What you should do >> Report every line of the listing below that contains the string "query".

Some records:
+ + + + + + +

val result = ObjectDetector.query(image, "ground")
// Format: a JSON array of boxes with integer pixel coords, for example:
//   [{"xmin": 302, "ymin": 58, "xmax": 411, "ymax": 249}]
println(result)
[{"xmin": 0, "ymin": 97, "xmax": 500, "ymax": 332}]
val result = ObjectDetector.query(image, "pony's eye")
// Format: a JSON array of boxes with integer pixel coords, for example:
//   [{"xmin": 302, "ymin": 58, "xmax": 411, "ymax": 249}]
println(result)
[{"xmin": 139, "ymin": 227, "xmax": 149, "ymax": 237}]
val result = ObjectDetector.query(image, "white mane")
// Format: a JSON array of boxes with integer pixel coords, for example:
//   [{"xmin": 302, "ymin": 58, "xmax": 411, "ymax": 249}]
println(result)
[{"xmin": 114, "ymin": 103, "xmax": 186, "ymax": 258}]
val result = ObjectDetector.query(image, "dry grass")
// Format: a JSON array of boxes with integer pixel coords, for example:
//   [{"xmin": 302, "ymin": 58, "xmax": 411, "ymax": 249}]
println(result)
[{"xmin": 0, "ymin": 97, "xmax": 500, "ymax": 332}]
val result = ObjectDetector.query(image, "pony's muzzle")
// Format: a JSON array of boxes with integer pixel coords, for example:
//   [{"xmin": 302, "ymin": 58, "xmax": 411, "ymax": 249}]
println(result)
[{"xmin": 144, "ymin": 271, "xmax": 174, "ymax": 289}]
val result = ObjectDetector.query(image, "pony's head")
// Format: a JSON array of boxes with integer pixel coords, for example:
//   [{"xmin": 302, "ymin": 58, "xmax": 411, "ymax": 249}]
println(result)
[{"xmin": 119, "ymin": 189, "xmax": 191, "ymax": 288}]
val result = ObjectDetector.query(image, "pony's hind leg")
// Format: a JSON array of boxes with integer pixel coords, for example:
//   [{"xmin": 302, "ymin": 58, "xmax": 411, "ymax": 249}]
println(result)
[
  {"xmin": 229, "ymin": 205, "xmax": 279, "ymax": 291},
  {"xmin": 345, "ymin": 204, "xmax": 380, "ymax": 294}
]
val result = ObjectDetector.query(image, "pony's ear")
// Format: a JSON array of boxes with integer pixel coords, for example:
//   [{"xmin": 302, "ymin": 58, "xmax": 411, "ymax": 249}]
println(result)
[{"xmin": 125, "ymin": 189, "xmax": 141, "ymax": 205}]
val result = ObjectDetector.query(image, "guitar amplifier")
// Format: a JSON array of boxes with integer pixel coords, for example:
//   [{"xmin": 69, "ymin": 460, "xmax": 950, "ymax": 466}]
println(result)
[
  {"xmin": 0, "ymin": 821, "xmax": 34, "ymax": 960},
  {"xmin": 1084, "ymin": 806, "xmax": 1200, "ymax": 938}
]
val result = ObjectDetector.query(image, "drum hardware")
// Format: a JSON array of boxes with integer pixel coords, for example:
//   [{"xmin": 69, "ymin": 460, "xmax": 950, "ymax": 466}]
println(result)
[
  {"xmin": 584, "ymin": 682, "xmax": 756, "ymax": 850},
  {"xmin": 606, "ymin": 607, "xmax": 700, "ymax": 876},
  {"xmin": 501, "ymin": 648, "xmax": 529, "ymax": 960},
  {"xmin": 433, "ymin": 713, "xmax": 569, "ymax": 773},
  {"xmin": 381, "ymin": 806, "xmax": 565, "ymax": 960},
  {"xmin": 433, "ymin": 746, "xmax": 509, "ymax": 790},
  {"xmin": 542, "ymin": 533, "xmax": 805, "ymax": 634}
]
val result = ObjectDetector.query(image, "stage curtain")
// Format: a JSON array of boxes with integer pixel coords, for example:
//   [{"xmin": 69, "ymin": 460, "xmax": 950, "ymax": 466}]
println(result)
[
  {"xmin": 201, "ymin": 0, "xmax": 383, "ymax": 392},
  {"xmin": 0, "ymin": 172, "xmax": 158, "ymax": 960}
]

+ + + + + + +

Task result >>
val result = ObjectDetector.query(image, "ground")
val result = ObjectDetector.query(image, "pony's eye")
val result = ObjectDetector.query(image, "white mane")
val result = ObjectDetector.query(image, "dry grass")
val result = ObjectDetector.query(image, "pony's muzzle")
val result = ObjectDetector.query(image, "pony's head")
val result = ObjectDetector.query(image, "pony's hind leg")
val result = ObjectDetector.query(image, "pony's ear")
val result = ObjectDetector.query(image, "guitar amplifier")
val result = ObjectDetector.query(image, "drum hardware")
val result = ObjectDetector.query(image, "stage curtain")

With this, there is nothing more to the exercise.